▸ EXTRACTED MATERIAL

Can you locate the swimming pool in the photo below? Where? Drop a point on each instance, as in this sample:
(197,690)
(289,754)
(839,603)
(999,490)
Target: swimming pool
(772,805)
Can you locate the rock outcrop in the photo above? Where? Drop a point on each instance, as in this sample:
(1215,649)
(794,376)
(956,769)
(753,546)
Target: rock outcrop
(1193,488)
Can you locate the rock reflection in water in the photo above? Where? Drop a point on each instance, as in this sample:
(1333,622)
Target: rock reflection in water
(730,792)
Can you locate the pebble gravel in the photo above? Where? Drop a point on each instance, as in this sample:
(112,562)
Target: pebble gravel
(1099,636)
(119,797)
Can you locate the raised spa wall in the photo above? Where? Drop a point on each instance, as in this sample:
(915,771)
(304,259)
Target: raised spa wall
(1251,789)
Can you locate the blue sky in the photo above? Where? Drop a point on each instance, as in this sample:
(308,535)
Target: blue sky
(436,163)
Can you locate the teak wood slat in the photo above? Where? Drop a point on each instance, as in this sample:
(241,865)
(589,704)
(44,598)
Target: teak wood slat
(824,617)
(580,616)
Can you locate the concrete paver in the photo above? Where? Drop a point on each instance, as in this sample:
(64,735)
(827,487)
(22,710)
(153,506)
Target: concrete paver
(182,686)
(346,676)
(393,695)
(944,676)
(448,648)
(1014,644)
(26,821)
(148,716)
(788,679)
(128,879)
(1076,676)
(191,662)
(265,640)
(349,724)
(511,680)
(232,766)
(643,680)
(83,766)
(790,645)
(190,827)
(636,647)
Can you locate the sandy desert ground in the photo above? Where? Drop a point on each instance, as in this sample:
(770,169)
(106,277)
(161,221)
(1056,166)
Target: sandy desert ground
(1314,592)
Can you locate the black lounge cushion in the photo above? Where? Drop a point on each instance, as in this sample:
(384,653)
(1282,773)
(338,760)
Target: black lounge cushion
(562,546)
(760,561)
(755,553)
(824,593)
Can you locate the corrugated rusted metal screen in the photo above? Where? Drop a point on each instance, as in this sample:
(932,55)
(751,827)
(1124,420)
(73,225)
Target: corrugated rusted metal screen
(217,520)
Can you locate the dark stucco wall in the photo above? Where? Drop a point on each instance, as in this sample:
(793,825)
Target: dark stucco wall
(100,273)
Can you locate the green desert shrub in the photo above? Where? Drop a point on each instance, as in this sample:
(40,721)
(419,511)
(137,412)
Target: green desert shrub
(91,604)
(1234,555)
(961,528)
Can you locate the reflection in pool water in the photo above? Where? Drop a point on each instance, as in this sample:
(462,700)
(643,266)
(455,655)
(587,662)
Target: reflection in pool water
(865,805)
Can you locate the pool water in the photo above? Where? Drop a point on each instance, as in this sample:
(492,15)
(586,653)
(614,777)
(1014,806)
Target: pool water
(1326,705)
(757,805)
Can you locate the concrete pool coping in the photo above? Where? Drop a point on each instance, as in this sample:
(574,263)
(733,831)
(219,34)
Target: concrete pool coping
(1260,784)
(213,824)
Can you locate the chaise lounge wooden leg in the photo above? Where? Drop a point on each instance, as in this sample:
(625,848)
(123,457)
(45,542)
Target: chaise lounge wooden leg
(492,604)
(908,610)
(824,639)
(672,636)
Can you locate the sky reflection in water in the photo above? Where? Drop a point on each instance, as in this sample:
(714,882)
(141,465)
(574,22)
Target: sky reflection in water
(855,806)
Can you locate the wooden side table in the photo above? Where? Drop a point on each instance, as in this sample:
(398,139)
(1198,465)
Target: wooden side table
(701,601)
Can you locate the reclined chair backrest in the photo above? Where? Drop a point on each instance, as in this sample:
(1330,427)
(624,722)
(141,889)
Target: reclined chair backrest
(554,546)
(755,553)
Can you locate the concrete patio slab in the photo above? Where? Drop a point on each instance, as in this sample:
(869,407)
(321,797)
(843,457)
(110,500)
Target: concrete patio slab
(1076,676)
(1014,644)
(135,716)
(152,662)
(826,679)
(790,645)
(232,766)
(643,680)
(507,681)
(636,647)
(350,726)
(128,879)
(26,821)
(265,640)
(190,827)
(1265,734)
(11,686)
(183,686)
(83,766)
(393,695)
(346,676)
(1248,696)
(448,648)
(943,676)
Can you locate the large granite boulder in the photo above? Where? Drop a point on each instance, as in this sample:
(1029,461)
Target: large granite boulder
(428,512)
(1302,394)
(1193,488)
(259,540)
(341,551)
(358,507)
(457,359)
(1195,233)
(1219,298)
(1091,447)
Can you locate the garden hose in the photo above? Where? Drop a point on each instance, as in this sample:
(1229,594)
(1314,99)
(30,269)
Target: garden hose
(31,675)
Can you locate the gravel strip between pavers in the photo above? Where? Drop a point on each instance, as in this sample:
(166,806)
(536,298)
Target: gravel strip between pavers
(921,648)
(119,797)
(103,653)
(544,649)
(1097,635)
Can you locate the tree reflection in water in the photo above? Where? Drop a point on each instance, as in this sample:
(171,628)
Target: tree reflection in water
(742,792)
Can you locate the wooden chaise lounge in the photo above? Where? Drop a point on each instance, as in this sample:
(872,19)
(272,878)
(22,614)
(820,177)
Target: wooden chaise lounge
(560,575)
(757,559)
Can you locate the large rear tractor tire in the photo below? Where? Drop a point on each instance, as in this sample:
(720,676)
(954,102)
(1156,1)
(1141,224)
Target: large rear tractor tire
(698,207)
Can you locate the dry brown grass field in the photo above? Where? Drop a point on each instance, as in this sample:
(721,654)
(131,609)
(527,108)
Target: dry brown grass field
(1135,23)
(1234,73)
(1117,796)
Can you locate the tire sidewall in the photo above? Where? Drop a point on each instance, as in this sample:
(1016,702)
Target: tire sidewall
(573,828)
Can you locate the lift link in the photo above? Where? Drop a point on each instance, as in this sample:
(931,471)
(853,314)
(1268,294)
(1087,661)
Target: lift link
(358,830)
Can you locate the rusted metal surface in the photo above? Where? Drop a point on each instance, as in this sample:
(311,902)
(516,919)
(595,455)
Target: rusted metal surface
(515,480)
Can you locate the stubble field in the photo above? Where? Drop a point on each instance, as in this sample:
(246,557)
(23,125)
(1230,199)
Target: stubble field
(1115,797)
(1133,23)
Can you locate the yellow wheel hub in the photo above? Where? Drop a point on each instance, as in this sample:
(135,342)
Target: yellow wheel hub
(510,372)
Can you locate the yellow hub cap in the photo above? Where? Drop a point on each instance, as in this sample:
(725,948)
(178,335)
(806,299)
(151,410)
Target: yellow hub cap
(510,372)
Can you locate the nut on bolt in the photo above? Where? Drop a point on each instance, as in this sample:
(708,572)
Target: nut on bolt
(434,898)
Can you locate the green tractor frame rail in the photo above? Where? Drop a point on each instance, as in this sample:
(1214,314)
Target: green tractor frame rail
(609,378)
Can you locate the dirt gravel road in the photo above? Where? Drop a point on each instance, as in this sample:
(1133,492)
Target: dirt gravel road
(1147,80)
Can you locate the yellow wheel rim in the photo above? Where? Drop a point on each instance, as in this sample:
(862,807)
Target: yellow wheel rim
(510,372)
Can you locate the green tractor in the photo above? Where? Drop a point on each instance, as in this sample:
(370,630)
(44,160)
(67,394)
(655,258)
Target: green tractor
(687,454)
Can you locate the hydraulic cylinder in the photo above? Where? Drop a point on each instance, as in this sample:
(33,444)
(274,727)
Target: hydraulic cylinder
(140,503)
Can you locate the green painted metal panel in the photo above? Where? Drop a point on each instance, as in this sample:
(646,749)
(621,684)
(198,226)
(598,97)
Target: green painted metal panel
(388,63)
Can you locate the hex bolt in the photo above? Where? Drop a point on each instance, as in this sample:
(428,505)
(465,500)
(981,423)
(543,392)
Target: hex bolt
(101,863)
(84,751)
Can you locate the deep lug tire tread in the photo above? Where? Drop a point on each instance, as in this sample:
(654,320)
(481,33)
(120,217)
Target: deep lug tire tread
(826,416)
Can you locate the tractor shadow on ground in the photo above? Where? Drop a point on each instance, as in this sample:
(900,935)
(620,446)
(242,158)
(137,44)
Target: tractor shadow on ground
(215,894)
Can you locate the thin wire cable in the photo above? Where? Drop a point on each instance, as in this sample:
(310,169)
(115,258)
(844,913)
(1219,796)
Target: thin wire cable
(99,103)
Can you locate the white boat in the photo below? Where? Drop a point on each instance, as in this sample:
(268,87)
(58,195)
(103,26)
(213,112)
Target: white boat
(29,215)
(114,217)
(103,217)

▸ WHAT IS ASKED
Could you quote, word for word, the material above from the line containing "Can you locate the thin" through its final line, including both?

▸ RESPONSE
Can you locate the thin wire cable in the photo above? Where? Drop a point on each instance, as in this sample:
(310,169)
(115,258)
(844,913)
(1219,796)
Target: thin wire cable
(99,103)
Can you locate the white boat in the photo below? Where? Drop a point on each instance, as in this sample:
(268,87)
(58,195)
(103,26)
(213,112)
Target: white boat
(29,215)
(114,217)
(103,217)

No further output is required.